EXERCISE BRIEF = Copy out the part of the data that opens with the line containing "Phrase: church dome" and runs to the end of the data, keeping every line, requests included. Multiply each coordinate in the answers by 1.4 and round to a whole number, with halves rounding up.

------------------------

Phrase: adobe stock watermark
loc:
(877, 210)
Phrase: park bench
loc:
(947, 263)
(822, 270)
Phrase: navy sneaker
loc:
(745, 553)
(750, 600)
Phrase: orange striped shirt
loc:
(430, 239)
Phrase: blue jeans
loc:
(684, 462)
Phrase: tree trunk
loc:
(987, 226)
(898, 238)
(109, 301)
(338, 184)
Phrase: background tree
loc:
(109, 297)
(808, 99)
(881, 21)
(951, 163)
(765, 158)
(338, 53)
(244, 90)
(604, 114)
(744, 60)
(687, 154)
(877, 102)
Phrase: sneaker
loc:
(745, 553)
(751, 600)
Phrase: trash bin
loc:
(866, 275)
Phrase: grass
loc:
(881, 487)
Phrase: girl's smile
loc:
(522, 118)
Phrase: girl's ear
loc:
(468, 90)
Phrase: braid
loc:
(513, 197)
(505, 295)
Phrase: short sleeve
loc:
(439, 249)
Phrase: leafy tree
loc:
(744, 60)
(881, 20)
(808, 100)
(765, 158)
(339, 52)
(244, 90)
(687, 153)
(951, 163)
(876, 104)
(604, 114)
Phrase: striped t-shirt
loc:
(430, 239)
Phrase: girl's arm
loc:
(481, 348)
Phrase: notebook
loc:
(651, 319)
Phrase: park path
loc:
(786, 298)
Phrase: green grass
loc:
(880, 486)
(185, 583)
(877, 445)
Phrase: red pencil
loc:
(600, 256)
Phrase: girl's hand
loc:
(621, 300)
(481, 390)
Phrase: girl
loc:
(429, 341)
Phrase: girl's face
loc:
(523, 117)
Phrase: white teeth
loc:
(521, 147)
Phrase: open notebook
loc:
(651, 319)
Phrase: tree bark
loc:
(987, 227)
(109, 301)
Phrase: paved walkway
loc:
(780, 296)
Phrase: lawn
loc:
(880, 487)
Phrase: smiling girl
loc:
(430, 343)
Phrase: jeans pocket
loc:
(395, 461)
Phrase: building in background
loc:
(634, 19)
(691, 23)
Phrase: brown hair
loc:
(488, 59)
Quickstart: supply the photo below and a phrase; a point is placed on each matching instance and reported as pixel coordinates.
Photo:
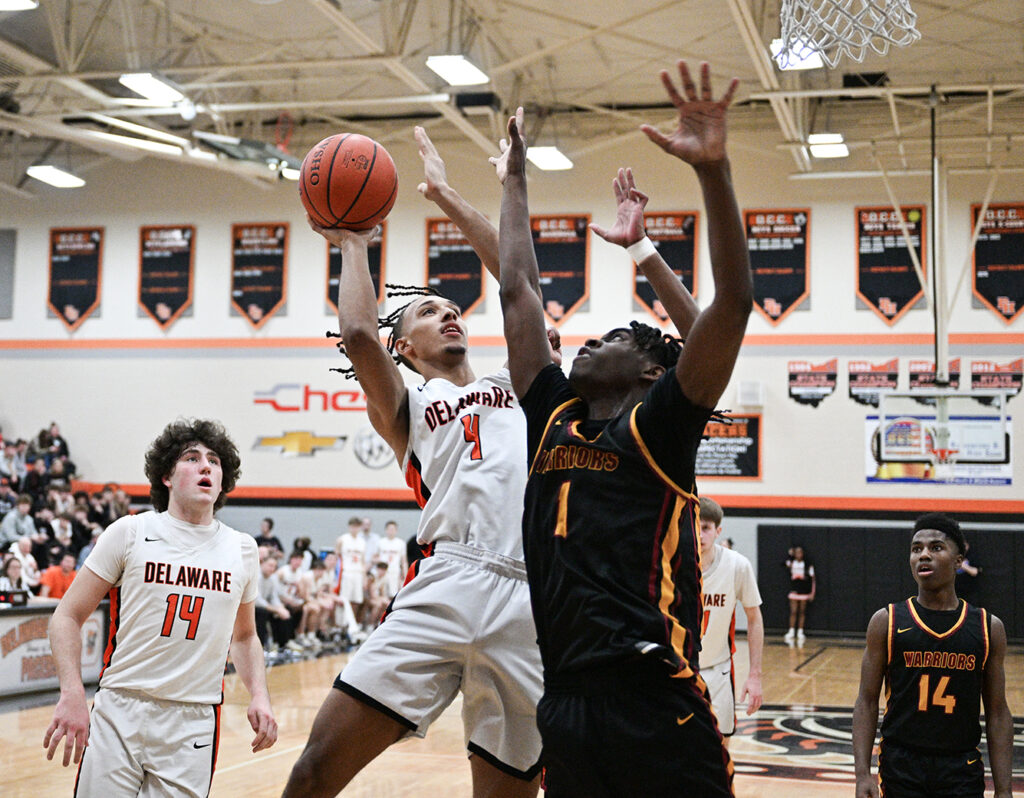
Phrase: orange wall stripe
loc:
(770, 339)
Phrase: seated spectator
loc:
(36, 481)
(267, 538)
(56, 579)
(22, 551)
(17, 522)
(11, 577)
(269, 606)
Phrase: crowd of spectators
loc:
(300, 607)
(46, 528)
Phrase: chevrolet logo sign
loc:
(300, 444)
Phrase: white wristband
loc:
(642, 250)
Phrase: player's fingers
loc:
(688, 86)
(655, 135)
(670, 87)
(730, 92)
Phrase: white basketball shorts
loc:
(145, 747)
(722, 690)
(462, 623)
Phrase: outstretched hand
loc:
(339, 236)
(501, 163)
(434, 176)
(630, 203)
(700, 134)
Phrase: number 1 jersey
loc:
(176, 592)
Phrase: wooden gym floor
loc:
(798, 744)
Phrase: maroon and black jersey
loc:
(610, 529)
(934, 677)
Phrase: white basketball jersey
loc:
(467, 462)
(353, 559)
(729, 580)
(177, 588)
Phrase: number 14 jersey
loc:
(176, 592)
(934, 677)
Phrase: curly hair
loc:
(392, 323)
(176, 437)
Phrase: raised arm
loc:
(713, 344)
(520, 279)
(998, 721)
(477, 228)
(387, 402)
(865, 711)
(628, 232)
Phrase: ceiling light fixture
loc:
(550, 159)
(800, 56)
(55, 176)
(152, 87)
(457, 70)
(827, 145)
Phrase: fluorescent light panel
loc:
(457, 70)
(151, 87)
(54, 176)
(550, 159)
(827, 145)
(800, 56)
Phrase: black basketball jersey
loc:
(934, 677)
(610, 529)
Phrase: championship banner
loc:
(867, 380)
(259, 269)
(777, 242)
(166, 257)
(375, 254)
(809, 383)
(730, 450)
(922, 377)
(887, 281)
(454, 268)
(985, 374)
(562, 248)
(76, 271)
(675, 236)
(998, 259)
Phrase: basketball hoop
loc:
(837, 28)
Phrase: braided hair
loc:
(392, 323)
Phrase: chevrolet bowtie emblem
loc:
(301, 444)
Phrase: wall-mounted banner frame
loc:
(809, 383)
(731, 451)
(1001, 376)
(675, 235)
(166, 270)
(76, 274)
(777, 242)
(867, 380)
(887, 281)
(375, 254)
(454, 268)
(998, 259)
(259, 269)
(921, 376)
(562, 248)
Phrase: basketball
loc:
(348, 180)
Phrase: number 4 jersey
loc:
(934, 678)
(467, 462)
(177, 588)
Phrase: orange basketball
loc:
(348, 180)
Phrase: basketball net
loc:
(837, 28)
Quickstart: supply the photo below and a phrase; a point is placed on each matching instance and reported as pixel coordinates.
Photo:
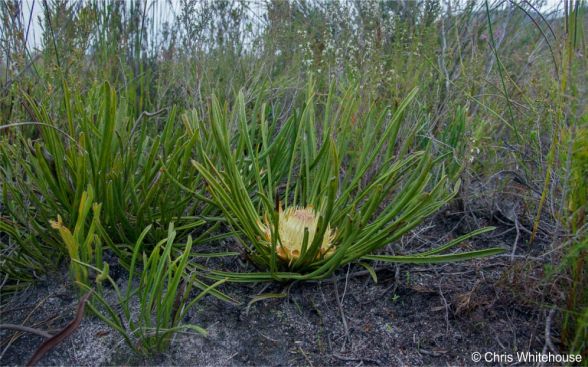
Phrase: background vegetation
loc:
(111, 93)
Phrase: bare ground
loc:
(413, 315)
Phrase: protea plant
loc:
(314, 196)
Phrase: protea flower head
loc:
(292, 223)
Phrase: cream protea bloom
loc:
(292, 222)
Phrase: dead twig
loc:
(26, 329)
(64, 333)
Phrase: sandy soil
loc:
(413, 315)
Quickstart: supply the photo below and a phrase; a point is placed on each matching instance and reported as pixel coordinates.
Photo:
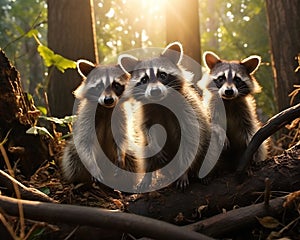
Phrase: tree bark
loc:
(182, 22)
(71, 33)
(17, 114)
(283, 21)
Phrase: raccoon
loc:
(234, 83)
(97, 95)
(155, 83)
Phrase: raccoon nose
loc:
(229, 92)
(155, 92)
(108, 100)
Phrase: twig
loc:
(17, 191)
(8, 227)
(237, 219)
(267, 192)
(25, 192)
(274, 124)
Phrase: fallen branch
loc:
(79, 215)
(6, 181)
(273, 125)
(224, 192)
(237, 219)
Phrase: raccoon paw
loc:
(183, 182)
(219, 134)
(145, 183)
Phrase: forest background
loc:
(234, 29)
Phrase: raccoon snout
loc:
(229, 92)
(155, 92)
(108, 100)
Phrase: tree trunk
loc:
(17, 114)
(71, 33)
(283, 20)
(183, 25)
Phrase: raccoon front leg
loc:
(72, 168)
(183, 182)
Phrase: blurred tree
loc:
(284, 23)
(71, 33)
(127, 24)
(235, 29)
(17, 18)
(182, 24)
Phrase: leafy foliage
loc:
(236, 29)
(52, 59)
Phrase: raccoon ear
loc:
(174, 52)
(84, 67)
(251, 63)
(210, 59)
(127, 62)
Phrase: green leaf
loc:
(42, 109)
(63, 63)
(38, 130)
(47, 55)
(52, 59)
(29, 97)
(69, 119)
(31, 33)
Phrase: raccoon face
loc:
(104, 84)
(152, 79)
(232, 78)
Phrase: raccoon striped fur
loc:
(160, 86)
(97, 96)
(234, 83)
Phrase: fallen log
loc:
(17, 115)
(223, 193)
(88, 216)
(8, 182)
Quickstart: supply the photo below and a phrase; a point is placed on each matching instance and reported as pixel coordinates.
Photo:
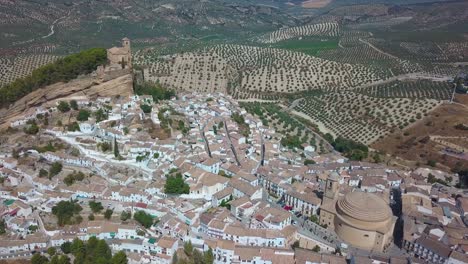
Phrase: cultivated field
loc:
(363, 118)
(432, 139)
(323, 29)
(17, 67)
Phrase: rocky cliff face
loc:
(88, 86)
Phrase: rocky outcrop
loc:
(87, 86)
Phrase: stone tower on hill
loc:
(120, 57)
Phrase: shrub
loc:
(61, 70)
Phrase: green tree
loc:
(39, 259)
(96, 207)
(43, 173)
(55, 169)
(83, 115)
(119, 258)
(74, 104)
(143, 218)
(67, 212)
(155, 90)
(316, 248)
(31, 128)
(2, 227)
(103, 250)
(66, 247)
(188, 248)
(116, 148)
(208, 256)
(63, 107)
(73, 126)
(197, 256)
(51, 251)
(146, 108)
(108, 214)
(101, 115)
(64, 259)
(175, 258)
(62, 70)
(176, 185)
(125, 215)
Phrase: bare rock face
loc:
(88, 86)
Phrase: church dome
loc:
(365, 207)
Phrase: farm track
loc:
(378, 50)
(404, 77)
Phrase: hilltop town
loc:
(257, 132)
(207, 174)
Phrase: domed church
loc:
(363, 220)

------------------------

WRITTEN ANSWER =
Phrase: church dome
loc:
(511, 290)
Phrase: farm track
loc:
(529, 70)
(566, 108)
Phrase: hilltop town
loc:
(360, 185)
(290, 244)
Phrase: domed church
loc:
(508, 308)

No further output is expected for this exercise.